====== Supplied text ======

As Mid-Carolina Cardiology considered involvement with the American College of Cardiology database, a task force considered the increased demands for data. Presbyterian Hospital in Charlotte actually maintains the database for the cardiology group, so hospital representatives, as well as Younts and her physicians, were involved. A national database organization expects you to have every data element for every physician at every reporting period, says Younts.
Concerns about data collection prompted the task force to make strict rules about who would collect the data and who would be responsible for making sure it was complete. The conclusion: Individual physicians must ensure the data are accurate and complete. While the project will have a manager, the buck stops with the doctors.
"The hospital agreed that they would suspend privileges for physicians who did not take responsibility for their data," says Younts.
· Evaluate your staffing needs and process changes to collect data.
"You have to rewrite people's job descriptions and make them responsible for collection and entry," says Cockerham. That may require reassigning tasks or even hiring another employee.
Depending on the size of the database, you may not need a full-time outcomes manager. But if you designate a clerk, nurse, or office manager with responsibilities, you need to make sure to give that person enough time to fulfill them.

======

Reproduce the passage from the text on cardiology data collection, starting with "Concerns about data" and going on through "with the doctors.".

====== Information provided ======

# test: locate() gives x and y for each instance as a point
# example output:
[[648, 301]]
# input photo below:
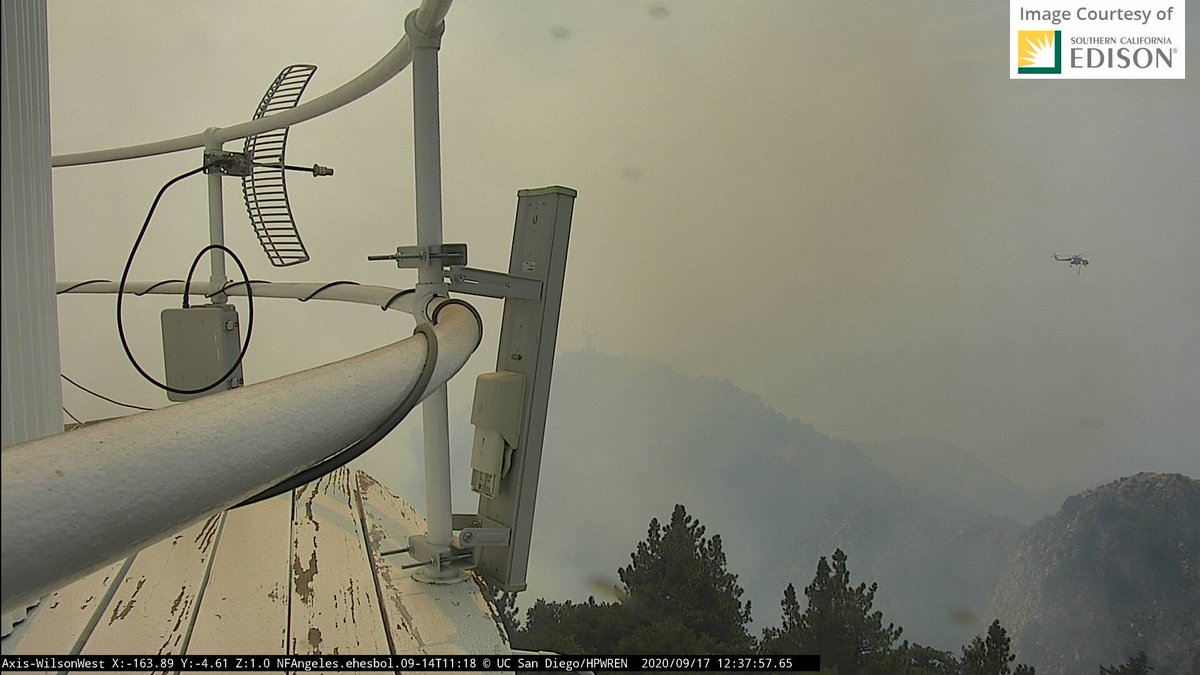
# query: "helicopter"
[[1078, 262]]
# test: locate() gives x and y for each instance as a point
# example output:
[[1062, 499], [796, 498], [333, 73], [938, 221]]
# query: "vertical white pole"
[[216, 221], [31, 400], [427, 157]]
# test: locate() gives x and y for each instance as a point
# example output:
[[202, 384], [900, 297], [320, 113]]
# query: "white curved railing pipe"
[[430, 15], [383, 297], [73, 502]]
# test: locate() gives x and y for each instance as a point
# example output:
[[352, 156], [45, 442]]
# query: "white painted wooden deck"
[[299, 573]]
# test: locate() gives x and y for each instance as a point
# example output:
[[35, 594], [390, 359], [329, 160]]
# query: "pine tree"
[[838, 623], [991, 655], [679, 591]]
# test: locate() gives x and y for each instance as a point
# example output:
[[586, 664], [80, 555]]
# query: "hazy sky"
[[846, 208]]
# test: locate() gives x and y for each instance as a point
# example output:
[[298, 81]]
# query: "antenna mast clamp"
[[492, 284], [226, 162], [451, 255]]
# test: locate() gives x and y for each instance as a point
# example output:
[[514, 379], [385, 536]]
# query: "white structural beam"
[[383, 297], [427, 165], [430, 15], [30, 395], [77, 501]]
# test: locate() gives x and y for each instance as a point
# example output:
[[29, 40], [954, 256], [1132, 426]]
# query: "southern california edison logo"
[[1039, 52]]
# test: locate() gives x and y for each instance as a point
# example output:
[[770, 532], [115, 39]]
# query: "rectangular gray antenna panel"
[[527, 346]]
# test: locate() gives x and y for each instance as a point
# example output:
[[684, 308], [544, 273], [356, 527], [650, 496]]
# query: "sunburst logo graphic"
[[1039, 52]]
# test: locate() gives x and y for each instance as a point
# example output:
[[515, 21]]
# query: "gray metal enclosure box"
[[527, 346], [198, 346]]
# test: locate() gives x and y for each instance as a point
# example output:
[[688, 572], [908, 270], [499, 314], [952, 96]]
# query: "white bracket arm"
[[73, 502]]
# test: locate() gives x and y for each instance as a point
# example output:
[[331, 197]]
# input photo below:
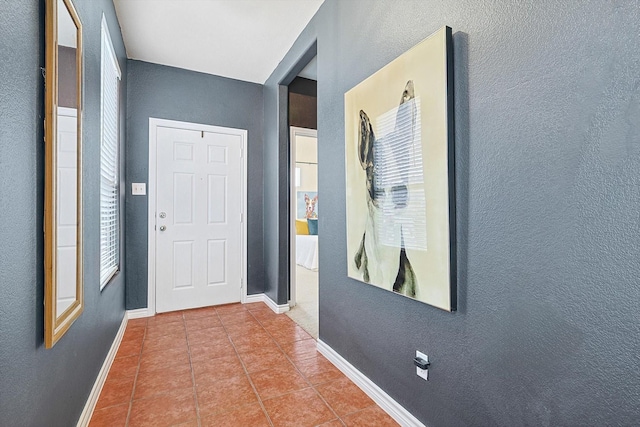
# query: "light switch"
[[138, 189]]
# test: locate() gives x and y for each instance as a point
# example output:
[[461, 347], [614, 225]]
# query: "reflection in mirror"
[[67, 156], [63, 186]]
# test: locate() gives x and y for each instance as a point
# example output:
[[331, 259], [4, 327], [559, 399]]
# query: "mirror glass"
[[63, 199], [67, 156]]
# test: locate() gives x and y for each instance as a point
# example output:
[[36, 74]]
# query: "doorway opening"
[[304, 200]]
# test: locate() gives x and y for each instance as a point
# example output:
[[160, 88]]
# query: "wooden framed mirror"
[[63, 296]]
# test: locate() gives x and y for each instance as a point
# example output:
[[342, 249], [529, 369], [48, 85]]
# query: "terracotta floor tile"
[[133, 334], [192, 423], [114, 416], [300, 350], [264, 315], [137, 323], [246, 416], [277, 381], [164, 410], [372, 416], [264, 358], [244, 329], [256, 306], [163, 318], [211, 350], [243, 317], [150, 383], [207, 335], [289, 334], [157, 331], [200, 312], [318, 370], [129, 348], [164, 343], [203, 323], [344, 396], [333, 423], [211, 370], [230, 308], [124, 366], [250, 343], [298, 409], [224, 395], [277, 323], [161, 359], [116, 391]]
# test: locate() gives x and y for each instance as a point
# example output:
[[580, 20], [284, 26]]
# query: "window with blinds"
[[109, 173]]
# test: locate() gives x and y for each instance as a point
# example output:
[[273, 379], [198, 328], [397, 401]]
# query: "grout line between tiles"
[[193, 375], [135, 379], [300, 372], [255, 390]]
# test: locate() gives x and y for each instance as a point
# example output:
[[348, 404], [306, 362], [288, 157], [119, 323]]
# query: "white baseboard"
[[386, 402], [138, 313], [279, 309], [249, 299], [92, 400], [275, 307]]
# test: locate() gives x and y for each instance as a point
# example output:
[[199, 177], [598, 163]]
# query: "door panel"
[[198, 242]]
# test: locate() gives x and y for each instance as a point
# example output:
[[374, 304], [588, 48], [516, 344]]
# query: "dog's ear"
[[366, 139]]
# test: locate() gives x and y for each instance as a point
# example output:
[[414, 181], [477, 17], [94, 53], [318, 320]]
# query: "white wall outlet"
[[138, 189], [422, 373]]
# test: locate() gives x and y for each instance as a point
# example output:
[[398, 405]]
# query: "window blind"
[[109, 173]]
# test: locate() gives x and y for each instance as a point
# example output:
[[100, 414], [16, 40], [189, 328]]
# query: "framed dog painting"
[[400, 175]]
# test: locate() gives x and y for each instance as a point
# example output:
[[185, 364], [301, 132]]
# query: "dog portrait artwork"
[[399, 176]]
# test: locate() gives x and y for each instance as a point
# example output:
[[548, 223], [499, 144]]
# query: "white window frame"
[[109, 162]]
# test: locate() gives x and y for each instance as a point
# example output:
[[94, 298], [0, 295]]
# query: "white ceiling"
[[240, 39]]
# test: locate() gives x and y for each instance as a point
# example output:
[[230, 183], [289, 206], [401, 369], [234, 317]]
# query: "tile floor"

======
====== Information provided ======

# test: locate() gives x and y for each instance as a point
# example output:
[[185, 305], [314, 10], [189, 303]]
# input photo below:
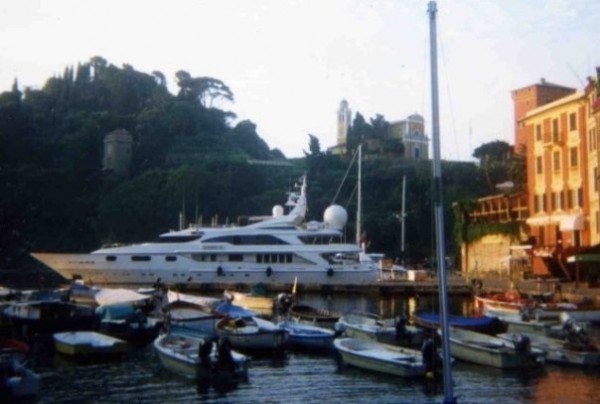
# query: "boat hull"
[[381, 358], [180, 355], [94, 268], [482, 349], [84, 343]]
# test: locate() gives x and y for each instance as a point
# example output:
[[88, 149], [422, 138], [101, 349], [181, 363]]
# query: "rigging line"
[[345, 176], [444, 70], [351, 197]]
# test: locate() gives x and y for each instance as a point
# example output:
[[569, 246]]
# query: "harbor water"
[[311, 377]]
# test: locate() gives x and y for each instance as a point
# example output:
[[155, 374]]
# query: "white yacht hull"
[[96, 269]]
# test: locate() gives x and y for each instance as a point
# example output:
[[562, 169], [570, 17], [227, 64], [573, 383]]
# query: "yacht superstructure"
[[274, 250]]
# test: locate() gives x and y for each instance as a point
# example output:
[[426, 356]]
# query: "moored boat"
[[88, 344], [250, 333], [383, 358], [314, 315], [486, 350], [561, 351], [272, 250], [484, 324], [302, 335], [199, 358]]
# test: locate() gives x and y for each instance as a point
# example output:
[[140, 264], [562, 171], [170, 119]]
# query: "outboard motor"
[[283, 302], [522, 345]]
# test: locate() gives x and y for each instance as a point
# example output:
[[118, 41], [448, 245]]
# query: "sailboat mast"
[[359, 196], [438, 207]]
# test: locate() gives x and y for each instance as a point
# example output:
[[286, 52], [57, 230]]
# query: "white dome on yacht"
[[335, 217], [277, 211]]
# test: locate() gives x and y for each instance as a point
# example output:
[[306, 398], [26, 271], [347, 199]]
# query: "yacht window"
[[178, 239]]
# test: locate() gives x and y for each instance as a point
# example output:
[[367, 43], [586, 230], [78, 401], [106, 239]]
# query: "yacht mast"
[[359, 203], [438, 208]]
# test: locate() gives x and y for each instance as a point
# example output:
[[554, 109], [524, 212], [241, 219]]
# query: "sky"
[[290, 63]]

======
====== Information provided ======

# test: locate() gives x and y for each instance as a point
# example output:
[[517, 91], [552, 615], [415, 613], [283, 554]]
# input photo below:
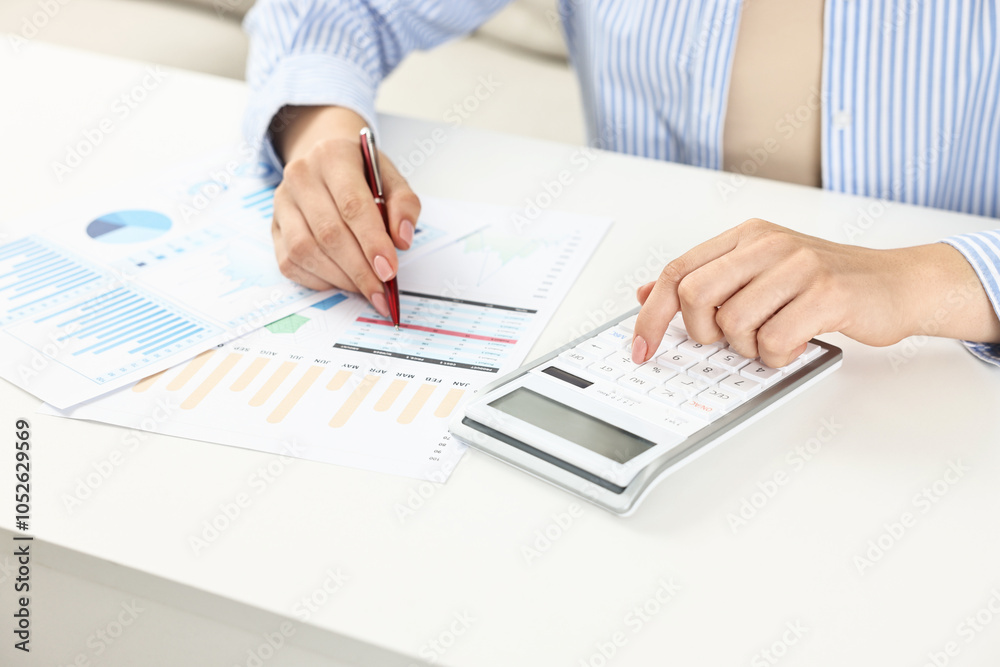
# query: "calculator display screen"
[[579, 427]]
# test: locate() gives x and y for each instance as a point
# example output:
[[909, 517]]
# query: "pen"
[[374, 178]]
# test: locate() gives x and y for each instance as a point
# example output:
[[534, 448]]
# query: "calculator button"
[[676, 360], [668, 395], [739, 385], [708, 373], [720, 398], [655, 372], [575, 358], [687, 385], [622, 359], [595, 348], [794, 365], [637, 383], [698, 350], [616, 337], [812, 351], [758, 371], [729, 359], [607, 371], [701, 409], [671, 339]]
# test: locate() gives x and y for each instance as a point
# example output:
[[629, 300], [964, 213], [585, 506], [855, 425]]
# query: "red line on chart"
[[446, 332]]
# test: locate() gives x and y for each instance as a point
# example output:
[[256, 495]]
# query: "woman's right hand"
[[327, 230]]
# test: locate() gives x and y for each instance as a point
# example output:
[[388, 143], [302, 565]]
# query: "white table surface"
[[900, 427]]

======

● **Finished task**:
Concerns about data collection prompted the task force to make strict rules about who would collect the data and who would be responsible for making sure it was complete. The conclusion: Individual physicians must ensure the data are accurate and complete. While the project will have a manager, the buck stops with the doctors.